> [Records provided]
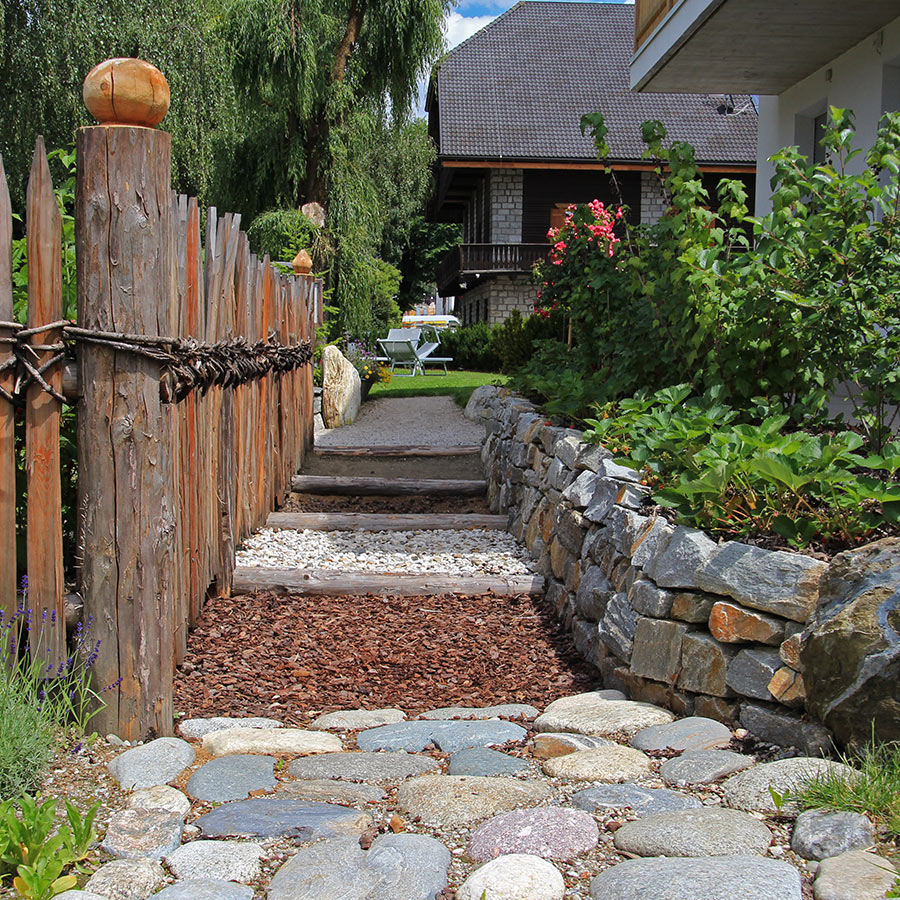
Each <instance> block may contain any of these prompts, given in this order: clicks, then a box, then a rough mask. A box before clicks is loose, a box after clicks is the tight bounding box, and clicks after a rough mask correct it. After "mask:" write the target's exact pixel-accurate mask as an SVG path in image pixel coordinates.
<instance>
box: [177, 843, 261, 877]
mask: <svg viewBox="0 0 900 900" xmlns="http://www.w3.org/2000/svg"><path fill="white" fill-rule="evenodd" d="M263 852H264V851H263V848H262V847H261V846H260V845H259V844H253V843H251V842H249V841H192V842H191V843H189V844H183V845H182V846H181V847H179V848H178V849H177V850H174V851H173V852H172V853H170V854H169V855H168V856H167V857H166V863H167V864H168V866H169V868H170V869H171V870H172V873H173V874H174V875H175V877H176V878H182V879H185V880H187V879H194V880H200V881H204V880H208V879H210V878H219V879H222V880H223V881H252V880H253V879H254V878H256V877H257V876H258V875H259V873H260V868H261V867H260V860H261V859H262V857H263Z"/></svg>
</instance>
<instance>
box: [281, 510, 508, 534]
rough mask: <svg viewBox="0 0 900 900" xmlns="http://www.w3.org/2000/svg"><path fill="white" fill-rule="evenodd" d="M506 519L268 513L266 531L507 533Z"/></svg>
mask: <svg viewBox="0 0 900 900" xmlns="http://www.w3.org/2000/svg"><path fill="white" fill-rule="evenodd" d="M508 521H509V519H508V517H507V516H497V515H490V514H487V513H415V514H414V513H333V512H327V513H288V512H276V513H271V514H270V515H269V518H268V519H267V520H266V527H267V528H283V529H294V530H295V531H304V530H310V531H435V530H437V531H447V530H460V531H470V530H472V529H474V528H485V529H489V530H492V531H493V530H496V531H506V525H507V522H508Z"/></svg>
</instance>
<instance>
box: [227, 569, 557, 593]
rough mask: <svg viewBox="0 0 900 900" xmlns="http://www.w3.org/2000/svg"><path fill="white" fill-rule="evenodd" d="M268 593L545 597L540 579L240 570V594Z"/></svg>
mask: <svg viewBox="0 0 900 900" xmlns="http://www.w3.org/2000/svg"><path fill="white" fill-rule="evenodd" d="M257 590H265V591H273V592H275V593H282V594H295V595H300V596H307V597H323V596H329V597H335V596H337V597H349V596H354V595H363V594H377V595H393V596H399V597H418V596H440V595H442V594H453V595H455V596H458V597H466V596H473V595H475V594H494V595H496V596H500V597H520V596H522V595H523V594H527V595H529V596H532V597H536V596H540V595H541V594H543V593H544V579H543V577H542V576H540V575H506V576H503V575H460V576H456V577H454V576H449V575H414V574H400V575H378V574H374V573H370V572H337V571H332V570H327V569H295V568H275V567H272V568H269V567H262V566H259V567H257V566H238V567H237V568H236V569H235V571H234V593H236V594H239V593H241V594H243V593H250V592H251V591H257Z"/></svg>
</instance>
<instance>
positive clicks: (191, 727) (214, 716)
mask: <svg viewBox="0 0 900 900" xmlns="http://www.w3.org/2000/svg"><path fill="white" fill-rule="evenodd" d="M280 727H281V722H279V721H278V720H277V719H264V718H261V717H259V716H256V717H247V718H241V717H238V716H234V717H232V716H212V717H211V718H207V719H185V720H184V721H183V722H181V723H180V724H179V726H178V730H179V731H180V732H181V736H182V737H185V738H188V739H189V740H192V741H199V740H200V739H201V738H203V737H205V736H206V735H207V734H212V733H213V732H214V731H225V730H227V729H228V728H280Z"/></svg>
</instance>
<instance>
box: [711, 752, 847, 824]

> [What is being asked] Repeat each line above exactly. The pictures stay out.

> [Written solution]
Each <instance> block may contain any of these prompts, given in this order: clicks, then a box, then a rough mask. A box before clicks is loose, a box after clicks is the tight bounding box, and clicks after a rough mask correct it. After "mask:" write the target's exact pixel-accurate mask as an SVG path in image pixel coordinates.
<instance>
box: [177, 843, 261, 877]
mask: <svg viewBox="0 0 900 900" xmlns="http://www.w3.org/2000/svg"><path fill="white" fill-rule="evenodd" d="M263 852H264V851H263V848H262V847H261V846H260V845H259V844H253V843H251V842H249V841H192V842H191V843H189V844H183V845H182V846H181V847H179V848H178V849H177V850H174V851H173V852H172V853H170V854H169V855H168V856H167V857H166V863H167V864H168V866H169V868H170V869H171V870H172V873H173V874H174V875H175V877H176V878H182V879H185V880H187V879H194V880H200V881H204V880H208V879H210V878H219V879H222V880H223V881H252V880H253V879H254V878H256V877H257V876H258V875H259V873H260V868H261V867H260V860H261V859H262V857H263Z"/></svg>
</instance>
<instance>
box: [281, 510, 508, 534]
rough mask: <svg viewBox="0 0 900 900" xmlns="http://www.w3.org/2000/svg"><path fill="white" fill-rule="evenodd" d="M506 519L268 513L266 531L507 533Z"/></svg>
mask: <svg viewBox="0 0 900 900" xmlns="http://www.w3.org/2000/svg"><path fill="white" fill-rule="evenodd" d="M508 521H509V519H508V517H507V516H497V515H490V514H487V513H415V514H414V513H333V512H327V513H288V512H276V513H271V514H270V515H269V518H268V519H267V520H266V527H267V528H283V529H294V530H295V531H304V530H310V531H435V530H437V531H447V530H460V531H470V530H472V529H474V528H485V529H489V530H492V531H493V530H496V531H506V525H507V522H508Z"/></svg>
</instance>
<instance>
box: [227, 569, 557, 593]
rough mask: <svg viewBox="0 0 900 900" xmlns="http://www.w3.org/2000/svg"><path fill="white" fill-rule="evenodd" d="M268 593L545 597L540 579L240 570V594Z"/></svg>
mask: <svg viewBox="0 0 900 900" xmlns="http://www.w3.org/2000/svg"><path fill="white" fill-rule="evenodd" d="M257 590H265V591H273V592H275V593H282V594H295V595H300V596H307V597H323V596H329V597H335V596H337V597H349V596H354V595H363V594H377V595H393V596H399V597H418V596H440V595H442V594H453V595H455V596H458V597H466V596H473V595H475V594H494V595H496V596H500V597H520V596H522V595H523V594H527V595H529V596H532V597H536V596H540V595H541V594H543V593H544V579H543V577H542V576H540V575H506V576H503V575H460V576H456V577H454V576H449V575H414V574H400V575H378V574H374V573H370V572H337V571H332V570H327V569H295V568H275V567H272V568H269V567H262V566H259V567H257V566H238V567H237V568H236V569H235V571H234V593H236V594H239V593H241V594H243V593H250V592H251V591H257Z"/></svg>
</instance>
<instance>
positive clicks: (191, 727) (214, 716)
mask: <svg viewBox="0 0 900 900" xmlns="http://www.w3.org/2000/svg"><path fill="white" fill-rule="evenodd" d="M280 727H281V722H279V721H278V720H277V719H264V718H261V717H259V716H256V717H247V718H241V717H238V716H234V717H232V716H212V717H211V718H207V719H185V720H184V721H183V722H181V723H180V724H179V726H178V730H179V731H180V732H181V736H182V737H185V738H188V739H189V740H192V741H199V740H200V739H201V738H203V737H205V736H206V735H207V734H212V733H213V732H214V731H225V730H227V729H228V728H280Z"/></svg>
</instance>
<instance>
box: [711, 752, 847, 824]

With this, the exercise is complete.